PROMPT: Would you please copy all of the data exactly, skipping the images?

Segment Open

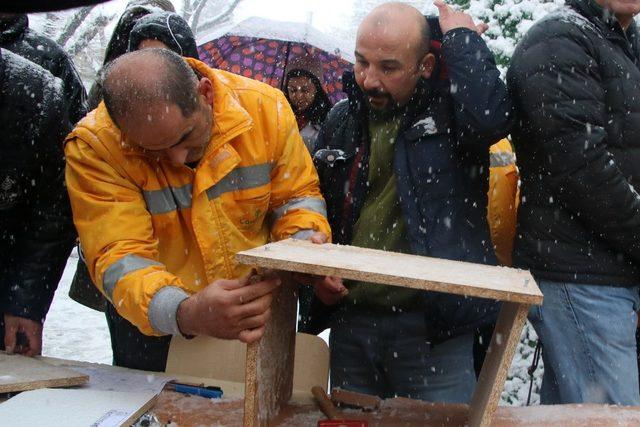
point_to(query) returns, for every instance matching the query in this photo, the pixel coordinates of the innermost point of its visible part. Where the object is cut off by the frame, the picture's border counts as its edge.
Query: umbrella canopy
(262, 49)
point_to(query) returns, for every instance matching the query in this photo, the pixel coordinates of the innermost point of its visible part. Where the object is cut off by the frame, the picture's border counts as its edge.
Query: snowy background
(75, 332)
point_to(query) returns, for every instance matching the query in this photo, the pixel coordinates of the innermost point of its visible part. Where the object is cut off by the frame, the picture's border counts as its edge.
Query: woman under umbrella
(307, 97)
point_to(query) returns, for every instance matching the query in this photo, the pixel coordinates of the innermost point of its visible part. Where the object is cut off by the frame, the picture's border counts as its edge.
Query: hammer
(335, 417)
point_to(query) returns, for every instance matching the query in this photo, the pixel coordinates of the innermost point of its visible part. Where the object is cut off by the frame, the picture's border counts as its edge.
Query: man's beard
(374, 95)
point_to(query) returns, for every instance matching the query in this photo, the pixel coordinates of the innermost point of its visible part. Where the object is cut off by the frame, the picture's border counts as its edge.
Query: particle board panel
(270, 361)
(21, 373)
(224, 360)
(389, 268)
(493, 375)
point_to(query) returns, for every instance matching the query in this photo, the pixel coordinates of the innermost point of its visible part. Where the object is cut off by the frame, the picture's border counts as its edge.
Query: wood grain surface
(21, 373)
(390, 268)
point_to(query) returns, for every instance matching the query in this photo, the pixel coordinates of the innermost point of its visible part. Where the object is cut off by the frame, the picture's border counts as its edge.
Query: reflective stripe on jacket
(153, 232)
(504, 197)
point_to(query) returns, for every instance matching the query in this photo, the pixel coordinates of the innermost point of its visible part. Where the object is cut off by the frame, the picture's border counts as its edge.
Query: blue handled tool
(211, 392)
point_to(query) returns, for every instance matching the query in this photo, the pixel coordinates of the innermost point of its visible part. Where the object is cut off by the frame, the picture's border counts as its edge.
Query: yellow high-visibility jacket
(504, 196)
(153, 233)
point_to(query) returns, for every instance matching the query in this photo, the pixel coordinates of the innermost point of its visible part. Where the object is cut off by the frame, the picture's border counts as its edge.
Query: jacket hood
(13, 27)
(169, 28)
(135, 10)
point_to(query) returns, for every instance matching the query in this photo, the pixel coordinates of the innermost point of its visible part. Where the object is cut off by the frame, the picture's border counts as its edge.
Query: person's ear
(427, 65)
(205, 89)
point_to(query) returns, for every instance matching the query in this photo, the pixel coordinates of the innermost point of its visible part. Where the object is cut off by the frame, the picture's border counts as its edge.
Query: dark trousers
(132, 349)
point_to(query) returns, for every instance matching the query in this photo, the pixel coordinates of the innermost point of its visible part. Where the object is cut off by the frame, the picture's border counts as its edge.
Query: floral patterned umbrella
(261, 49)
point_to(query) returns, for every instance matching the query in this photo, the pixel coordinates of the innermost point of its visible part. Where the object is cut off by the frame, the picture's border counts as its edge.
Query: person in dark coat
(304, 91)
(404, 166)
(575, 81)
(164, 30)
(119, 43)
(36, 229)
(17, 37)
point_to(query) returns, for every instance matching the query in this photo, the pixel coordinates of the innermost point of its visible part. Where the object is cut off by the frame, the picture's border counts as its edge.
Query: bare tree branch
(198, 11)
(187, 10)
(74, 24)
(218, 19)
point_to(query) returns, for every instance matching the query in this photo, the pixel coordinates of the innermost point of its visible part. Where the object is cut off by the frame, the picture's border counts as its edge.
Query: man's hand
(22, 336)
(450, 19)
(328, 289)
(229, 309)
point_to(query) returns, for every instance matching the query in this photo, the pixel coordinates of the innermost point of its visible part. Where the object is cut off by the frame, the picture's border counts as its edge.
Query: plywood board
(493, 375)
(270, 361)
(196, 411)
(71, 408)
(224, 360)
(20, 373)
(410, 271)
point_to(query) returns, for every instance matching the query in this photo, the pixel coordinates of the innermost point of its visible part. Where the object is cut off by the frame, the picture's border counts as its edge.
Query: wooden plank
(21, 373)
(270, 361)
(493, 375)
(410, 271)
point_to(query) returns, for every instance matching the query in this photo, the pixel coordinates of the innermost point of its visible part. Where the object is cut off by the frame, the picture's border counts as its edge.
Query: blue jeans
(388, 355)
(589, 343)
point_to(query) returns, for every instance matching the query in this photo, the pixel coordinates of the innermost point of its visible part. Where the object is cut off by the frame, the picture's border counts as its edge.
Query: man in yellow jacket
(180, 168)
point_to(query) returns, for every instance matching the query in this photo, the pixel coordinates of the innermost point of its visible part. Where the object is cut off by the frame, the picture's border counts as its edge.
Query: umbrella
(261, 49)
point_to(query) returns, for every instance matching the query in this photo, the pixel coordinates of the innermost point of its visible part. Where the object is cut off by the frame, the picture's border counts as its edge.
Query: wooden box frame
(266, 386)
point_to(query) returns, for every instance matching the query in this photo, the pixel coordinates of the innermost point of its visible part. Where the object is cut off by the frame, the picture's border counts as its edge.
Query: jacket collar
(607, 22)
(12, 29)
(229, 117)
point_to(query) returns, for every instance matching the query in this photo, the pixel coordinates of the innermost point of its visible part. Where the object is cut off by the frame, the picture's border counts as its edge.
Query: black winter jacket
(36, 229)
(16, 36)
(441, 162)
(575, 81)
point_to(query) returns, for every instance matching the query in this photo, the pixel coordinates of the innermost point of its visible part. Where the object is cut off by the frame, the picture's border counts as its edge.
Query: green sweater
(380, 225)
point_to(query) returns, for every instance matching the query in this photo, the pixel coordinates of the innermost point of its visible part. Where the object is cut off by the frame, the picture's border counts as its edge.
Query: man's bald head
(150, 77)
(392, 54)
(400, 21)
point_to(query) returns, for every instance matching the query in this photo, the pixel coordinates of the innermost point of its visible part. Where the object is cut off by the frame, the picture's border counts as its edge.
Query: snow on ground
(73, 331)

Segment Closed

SOLUTION FOR THIS TASK:
point_to(query) returns, for every instance matching the query in this photo, the pixel coordinates of the innermost point of its visible part. Where the object is cut off by the frame, the picture's border counts as its edge.
Query: umbrella canopy
(262, 49)
point_to(query) returns, for every instance matching the query in this photo, the pixel coordinates of the innermost point of its visible part. Where the object is cut off by the frame, the picture's border counts as its edge.
Query: snowy background
(75, 332)
point_to(query) returns, for every instance matching the query in this photo, the pixel coordinates of the innermost point of its visible part. Where the object is cut off by the frame, the picture's border counts as its edge.
Query: woman under umbrella
(307, 97)
point_to(query) returns, for every instance matching the query in this photo, the pixel coordinates of the innermost point of its visible part. Where the object is cut off by the frame, the picture's border counts as its edge.
Query: hammer
(335, 417)
point_to(query) returns, for every instance matching the query in this photo, the pixel coordinates of the innermost point of its visible part. Where the object is cut off by the frame, the picture's border counts as its edge.
Query: man's beard
(374, 95)
point_to(query) returns, for every instance matching the query in this photo, the pixel coordinates of the innermost point of its visible part. Where the object is cut off by the frame, the picture's border counts as its edge.
Query: particle board panel
(270, 361)
(21, 373)
(224, 360)
(389, 268)
(493, 375)
point_to(query) returns, for every instance matching the query in this photo, the pixel coordinates of the innermost point of its visible part. Where the object is cut off by the frame, the picture's border counts as its edge.
Query: wood grain surface
(21, 373)
(390, 268)
point_to(query) returns, for every instance matching the query in this photo, the pixel coordinates of the innermost point of its visible part. Where the object is cut off by the frame, the picture's border counts as its edge.
Query: reflective stripe on jacket
(153, 232)
(504, 197)
point_to(query) returns, for every instance matching the query in this photo, the pixel coordinates of the innermost point of its visible part. Where the object is cut off by the frame, the picture's border counts as its edge.
Query: blue handled tool
(211, 392)
point_to(query) returns, for every instance matching the query in this photo, the pixel coordinates of the innermost point of its visible part. Where the object is cut off by the frame, the picture's border counts as its edge.
Query: yellow high-visibility jacket
(504, 196)
(153, 233)
point_to(query) returns, for every instance matching the query in this photo, the pixel coordinates of the innermost point of its visible part. Where the object is cut off by the frame, the picture's border counts as its edge.
Query: jacket hood
(13, 27)
(169, 28)
(135, 10)
point_to(query) returns, for every instance matching the query in this photo, the pixel coordinates of the innermost point of its visible part. Where the object is cut off by the frame, the picture's border counts as its edge.
Query: person's ear
(427, 65)
(205, 89)
point_to(query) returns, for every instance matching the query in this photo, the pixel coordinates of the innermost point of its visible part. Where the object is cut off by the frame, the picture's border counts as its edge.
Query: dark trousers
(132, 349)
point_to(query) returns, for every instance matching the query in this photo, the pixel coordinates of the innermost point of its visible part. Where the object is cut off by the frame, the picture's border counts as its edge.
Query: floral patterned umbrella
(261, 49)
point_to(query) returns, for every instance matching the query in this photo, the pixel coordinates of the innermost point of its visible part. Where the object is cut off by the frame, the picture's border counts as its edge.
Query: person in dark coat
(304, 91)
(404, 166)
(575, 81)
(164, 30)
(119, 43)
(36, 229)
(17, 37)
point_to(query) returns, for every instance matching the query in this photo, the pixel coordinates of the innermost point of its visible part. Where the object is cut off by the frame, the picture's border counts as its edge.
Query: bare tree branch
(198, 11)
(187, 10)
(74, 24)
(218, 19)
point_to(query) returns, for every instance matching the query in this photo, the pixel coordinates of the innermost point of its visible part. Where the object is cut off by the frame, the picture's border counts as its edge.
Query: man's hand
(22, 336)
(450, 19)
(328, 289)
(229, 309)
point_to(query) returns, for every instance matching the query in this photo, the pixel coordinates of the innermost point of its visible part. Where the object is cut off by the frame, the picture's border counts as its edge.
Query: plywood board
(493, 375)
(270, 361)
(196, 411)
(71, 408)
(224, 360)
(20, 373)
(410, 271)
point_to(query) returns, for every instance matching the query in this photo, the pixel coordinates of the innermost point of its visible part. Where the object is cut off by the frame, the picture's border counts as its edge.
Query: wooden plank
(21, 373)
(270, 361)
(493, 375)
(410, 271)
point_to(query) returns, for every instance matching the query in this photo, the pixel coordinates of the innermost point of its visible part. Where the object is cut off by the frame, the picture's border counts as its edge.
Query: blue jeans
(388, 355)
(589, 343)
point_to(query) returns, for every instance matching the query in this photo, the pixel coordinates of the innermost point of its visible part. Where the object is cut off by the frame, the picture's border counts as its edge.
Query: man in yellow jacket
(180, 168)
point_to(query) returns, for every instance matching the query in this photo, the pixel coordinates of the innermost point of its visible part. Where the object is cut off by the frame, the picture's border counts as its edge.
Query: umbrella
(261, 49)
point_to(query) returns, for every instance matching the query in this photo, the pixel coordinates of the innermost point of its visible part. Where the object is cut off by the frame, the picture's border counts as its edge.
Query: wooden box frame
(266, 386)
point_to(query) returns, for every instance matching the query in this photo, the pixel coordinates of the innermost point of its visible part. Where the object is cut off by the frame, the picture's border counts as its edge.
Query: jacket collar
(607, 22)
(12, 29)
(229, 117)
point_to(query) returns, for every instance matching the query in this photo, the pixel coordinates of the innermost point of its visible part. Where the object is cut off by the frame, the picture's border counts as its edge.
Query: black winter jacket
(36, 229)
(16, 36)
(441, 162)
(575, 81)
point_to(query) returns, for every instance matching the query in this photo, the pixel coordinates of the innermost point of its visible part. Where the object is cut off by the frame, the picture's border counts as its edge.
Query: green sweater
(380, 225)
point_to(query) returns, for every instance matching the query in this photo, the pixel coordinates of the innermost point of its visible part. Where the object is cut off by the frame, the picture's border counts as its edge.
Query: man's bald head
(150, 77)
(392, 54)
(400, 21)
point_to(query) returns, for every instance matching the query in this photo, the pixel coordinates of the innermost point of its visible part. Where the object is cut off by the frame, the picture's border counts as its edge.
Query: snow on ground
(73, 331)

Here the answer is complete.